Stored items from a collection
====
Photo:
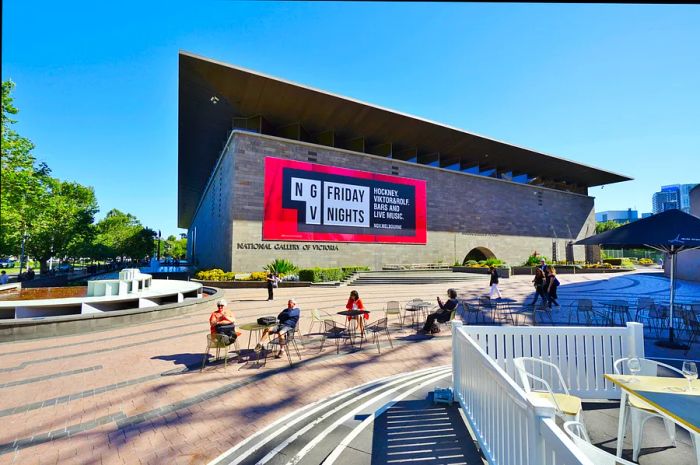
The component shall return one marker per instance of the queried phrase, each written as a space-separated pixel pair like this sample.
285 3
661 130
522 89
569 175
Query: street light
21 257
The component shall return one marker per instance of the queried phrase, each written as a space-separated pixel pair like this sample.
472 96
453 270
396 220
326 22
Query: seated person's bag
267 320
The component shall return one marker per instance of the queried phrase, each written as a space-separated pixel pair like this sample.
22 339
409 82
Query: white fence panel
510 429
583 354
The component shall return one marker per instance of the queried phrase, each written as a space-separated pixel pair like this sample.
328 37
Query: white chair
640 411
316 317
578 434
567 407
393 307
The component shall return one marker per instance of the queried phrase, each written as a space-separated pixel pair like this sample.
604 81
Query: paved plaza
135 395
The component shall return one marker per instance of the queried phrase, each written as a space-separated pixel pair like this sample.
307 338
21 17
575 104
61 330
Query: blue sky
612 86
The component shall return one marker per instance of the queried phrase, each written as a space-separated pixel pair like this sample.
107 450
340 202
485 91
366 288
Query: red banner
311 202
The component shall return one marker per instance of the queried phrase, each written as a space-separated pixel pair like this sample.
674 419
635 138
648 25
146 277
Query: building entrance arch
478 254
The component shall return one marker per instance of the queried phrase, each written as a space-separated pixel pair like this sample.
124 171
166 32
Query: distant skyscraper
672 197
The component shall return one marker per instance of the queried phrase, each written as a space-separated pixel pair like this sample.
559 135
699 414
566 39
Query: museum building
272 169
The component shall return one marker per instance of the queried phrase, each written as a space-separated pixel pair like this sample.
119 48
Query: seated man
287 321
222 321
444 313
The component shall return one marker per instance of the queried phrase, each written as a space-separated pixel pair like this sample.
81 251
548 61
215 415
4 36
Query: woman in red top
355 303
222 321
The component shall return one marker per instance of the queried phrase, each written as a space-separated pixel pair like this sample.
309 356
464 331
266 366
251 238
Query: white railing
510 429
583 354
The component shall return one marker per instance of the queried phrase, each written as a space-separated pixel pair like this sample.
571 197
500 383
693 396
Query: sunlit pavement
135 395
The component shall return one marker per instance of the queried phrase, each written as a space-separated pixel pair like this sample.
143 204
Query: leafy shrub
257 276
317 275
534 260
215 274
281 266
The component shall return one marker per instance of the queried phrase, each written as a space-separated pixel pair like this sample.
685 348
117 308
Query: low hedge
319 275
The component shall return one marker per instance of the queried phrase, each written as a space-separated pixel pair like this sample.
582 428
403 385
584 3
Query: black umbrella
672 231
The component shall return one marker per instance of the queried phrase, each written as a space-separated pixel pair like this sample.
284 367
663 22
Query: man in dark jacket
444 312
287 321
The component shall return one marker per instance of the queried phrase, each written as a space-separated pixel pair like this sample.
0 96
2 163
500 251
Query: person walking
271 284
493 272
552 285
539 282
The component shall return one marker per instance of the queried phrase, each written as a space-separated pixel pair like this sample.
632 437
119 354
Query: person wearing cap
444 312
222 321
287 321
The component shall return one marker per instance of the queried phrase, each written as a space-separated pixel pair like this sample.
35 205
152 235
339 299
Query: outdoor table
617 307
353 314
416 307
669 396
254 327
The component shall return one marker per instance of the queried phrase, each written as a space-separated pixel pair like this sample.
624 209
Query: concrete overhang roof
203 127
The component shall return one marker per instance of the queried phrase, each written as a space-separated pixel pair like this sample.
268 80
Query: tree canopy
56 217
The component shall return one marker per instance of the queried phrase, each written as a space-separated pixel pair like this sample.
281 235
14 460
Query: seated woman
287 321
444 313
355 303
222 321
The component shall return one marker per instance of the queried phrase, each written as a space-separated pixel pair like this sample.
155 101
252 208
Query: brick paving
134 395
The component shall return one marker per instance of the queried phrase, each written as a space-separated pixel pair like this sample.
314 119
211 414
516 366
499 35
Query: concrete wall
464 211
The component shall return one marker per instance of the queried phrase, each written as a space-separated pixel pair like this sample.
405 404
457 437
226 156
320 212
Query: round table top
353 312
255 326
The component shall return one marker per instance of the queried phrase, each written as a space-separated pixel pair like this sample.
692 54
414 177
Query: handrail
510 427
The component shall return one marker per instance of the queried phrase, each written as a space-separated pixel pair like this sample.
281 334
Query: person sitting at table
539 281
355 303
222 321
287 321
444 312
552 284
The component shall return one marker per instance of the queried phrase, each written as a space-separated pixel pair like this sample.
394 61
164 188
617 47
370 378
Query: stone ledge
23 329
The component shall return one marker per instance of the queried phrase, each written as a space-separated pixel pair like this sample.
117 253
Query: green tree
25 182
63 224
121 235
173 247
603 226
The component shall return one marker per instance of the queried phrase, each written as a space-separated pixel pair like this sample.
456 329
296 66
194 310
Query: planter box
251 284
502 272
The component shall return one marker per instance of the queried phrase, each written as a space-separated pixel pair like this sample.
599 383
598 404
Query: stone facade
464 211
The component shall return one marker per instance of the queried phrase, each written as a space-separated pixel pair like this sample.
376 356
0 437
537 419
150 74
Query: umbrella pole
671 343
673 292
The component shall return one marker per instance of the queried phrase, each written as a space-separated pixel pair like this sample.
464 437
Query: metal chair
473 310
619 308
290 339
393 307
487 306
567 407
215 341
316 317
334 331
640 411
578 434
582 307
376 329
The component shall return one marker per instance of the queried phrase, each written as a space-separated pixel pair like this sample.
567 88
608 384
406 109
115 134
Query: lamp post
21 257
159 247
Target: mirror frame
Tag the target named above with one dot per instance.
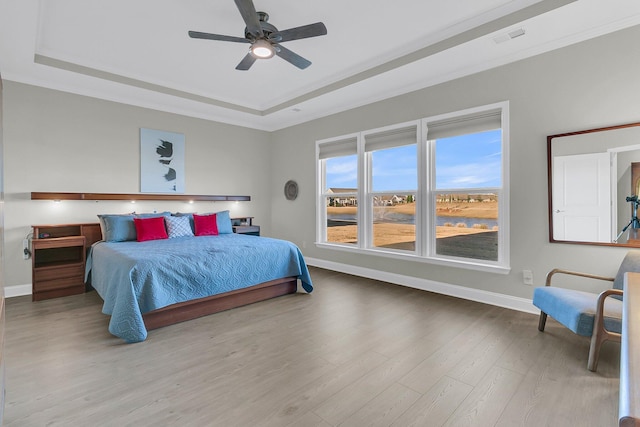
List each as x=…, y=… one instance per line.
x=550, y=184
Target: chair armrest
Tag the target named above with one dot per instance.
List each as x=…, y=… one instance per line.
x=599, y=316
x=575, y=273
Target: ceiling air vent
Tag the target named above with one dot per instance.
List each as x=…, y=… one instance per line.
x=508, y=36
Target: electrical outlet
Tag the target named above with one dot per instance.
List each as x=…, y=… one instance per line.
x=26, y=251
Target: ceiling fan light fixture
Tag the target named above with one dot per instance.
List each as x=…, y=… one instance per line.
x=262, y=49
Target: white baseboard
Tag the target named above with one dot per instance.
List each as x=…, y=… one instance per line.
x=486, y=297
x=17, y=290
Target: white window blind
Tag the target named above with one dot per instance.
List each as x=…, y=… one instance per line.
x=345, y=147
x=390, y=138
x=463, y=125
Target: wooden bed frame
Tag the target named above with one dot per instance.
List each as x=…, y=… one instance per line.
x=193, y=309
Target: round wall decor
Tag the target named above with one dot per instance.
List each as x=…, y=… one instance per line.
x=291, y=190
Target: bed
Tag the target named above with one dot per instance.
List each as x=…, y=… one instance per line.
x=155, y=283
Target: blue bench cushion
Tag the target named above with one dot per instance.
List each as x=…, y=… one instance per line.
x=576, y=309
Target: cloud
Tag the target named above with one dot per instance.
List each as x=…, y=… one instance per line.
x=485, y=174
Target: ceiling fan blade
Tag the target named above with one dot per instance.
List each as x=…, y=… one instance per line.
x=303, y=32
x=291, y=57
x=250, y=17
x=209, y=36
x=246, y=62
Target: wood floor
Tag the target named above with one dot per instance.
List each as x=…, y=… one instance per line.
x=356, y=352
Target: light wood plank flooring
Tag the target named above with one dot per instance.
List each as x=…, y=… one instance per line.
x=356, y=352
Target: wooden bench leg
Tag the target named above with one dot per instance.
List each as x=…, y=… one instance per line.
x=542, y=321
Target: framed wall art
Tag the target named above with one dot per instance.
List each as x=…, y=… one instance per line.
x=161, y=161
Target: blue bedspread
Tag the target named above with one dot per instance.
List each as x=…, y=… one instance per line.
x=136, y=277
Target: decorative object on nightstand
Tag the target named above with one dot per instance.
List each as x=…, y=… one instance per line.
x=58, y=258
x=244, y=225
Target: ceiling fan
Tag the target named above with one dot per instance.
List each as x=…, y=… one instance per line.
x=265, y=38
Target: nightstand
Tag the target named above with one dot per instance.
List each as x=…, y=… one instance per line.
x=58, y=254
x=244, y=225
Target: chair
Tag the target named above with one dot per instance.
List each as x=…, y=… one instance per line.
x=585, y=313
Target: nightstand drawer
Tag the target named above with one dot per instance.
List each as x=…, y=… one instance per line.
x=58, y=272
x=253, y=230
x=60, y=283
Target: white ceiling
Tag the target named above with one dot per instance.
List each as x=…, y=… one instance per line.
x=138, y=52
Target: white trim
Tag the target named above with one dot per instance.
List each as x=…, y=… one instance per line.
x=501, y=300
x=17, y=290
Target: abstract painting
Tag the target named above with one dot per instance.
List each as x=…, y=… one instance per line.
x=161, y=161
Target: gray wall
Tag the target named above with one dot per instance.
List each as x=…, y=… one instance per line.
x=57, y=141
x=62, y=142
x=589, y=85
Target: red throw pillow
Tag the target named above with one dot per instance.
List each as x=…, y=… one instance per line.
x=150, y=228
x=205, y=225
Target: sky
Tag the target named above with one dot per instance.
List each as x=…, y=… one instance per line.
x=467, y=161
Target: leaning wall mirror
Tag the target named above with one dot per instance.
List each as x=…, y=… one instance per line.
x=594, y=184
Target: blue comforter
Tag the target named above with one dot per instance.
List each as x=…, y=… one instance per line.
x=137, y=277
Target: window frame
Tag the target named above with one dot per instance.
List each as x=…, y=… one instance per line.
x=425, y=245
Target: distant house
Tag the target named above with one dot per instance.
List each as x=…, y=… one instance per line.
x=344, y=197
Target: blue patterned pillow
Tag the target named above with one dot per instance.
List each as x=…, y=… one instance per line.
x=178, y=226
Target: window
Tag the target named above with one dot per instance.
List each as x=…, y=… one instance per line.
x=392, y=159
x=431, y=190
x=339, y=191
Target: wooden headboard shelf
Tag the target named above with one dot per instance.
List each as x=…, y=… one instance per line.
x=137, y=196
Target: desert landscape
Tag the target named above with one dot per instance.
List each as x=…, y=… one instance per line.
====
### PROBLEM STATEMENT:
Find the word "nightstand" in the entries, and copy every line it shows up in.

### EXPECTED ANSWER:
Target: decorative object on nightstand
Target: nightstand
Target: nightstand drawer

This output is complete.